____ AVAILABLE RECORDS
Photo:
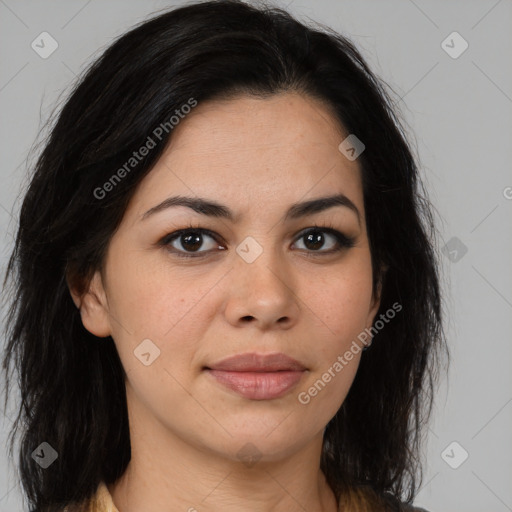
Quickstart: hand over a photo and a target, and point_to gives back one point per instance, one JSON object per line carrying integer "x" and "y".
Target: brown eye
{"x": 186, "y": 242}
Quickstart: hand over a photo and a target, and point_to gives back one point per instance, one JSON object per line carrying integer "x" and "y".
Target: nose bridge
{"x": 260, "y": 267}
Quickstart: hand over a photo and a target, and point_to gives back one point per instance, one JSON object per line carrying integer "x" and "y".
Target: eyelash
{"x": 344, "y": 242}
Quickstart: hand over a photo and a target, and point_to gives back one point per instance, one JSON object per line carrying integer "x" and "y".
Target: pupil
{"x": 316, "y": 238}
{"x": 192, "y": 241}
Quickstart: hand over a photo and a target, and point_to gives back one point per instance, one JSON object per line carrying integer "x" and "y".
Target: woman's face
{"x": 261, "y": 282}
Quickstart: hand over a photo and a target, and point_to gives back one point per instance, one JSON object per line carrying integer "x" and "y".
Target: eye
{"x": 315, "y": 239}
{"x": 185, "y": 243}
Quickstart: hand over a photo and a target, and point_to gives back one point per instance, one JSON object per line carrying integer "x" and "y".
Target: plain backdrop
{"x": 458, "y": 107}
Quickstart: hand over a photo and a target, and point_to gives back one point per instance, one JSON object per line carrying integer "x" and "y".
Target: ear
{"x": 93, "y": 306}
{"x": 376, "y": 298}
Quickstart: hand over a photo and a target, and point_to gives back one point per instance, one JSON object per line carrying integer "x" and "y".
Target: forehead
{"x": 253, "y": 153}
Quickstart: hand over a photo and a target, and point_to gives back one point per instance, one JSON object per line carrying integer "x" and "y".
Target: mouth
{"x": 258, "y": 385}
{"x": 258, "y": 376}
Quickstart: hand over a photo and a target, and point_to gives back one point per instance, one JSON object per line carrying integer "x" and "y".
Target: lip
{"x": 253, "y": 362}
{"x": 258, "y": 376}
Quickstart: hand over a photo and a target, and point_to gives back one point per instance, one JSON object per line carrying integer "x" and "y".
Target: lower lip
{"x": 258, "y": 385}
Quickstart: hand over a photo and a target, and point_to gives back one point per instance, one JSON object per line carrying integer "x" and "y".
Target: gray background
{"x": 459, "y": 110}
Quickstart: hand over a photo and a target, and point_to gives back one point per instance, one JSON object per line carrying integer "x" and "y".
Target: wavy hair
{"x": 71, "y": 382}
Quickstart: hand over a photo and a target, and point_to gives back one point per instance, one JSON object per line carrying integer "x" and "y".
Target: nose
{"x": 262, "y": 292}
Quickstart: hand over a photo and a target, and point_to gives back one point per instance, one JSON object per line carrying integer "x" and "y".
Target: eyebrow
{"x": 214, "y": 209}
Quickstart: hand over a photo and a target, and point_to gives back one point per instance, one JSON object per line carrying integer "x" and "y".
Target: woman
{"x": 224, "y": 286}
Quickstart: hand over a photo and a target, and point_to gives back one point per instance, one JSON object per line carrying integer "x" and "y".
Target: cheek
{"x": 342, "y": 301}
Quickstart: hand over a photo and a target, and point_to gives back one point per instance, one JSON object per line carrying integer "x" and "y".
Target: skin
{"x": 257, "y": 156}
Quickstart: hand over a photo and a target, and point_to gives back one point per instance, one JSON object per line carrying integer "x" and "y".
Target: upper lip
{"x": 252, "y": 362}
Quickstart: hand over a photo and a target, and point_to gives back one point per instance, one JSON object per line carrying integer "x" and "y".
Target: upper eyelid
________
____ AVAILABLE RECORDS
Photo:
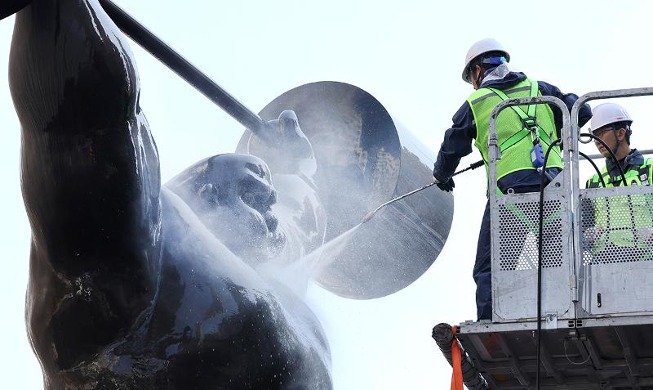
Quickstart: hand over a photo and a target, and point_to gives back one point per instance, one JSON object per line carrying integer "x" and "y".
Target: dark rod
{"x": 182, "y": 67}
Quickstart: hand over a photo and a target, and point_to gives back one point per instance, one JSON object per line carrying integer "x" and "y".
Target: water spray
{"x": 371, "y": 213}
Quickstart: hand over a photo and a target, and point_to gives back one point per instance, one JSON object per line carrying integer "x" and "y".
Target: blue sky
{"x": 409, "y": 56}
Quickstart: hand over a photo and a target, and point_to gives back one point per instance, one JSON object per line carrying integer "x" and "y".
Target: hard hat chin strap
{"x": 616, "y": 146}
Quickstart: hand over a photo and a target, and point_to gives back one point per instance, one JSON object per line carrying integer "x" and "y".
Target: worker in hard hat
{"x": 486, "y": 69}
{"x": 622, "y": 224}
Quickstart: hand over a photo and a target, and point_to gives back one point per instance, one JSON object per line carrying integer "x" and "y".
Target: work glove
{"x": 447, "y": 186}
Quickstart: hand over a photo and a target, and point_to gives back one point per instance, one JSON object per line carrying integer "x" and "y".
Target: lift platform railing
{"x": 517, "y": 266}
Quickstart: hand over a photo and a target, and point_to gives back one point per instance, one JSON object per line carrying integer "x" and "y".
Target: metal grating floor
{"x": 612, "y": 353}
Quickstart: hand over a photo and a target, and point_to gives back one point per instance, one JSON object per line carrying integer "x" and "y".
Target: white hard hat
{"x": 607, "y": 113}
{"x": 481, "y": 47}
________
◆ WRITTEN REQUEST ◆
Return every line from the items that contains the word "hard", matching case exactly.

◆ SOLUTION FOR THIS PROBLEM ◆
Target: hard hat chin strap
Target: worker in hard hat
Target: white hard hat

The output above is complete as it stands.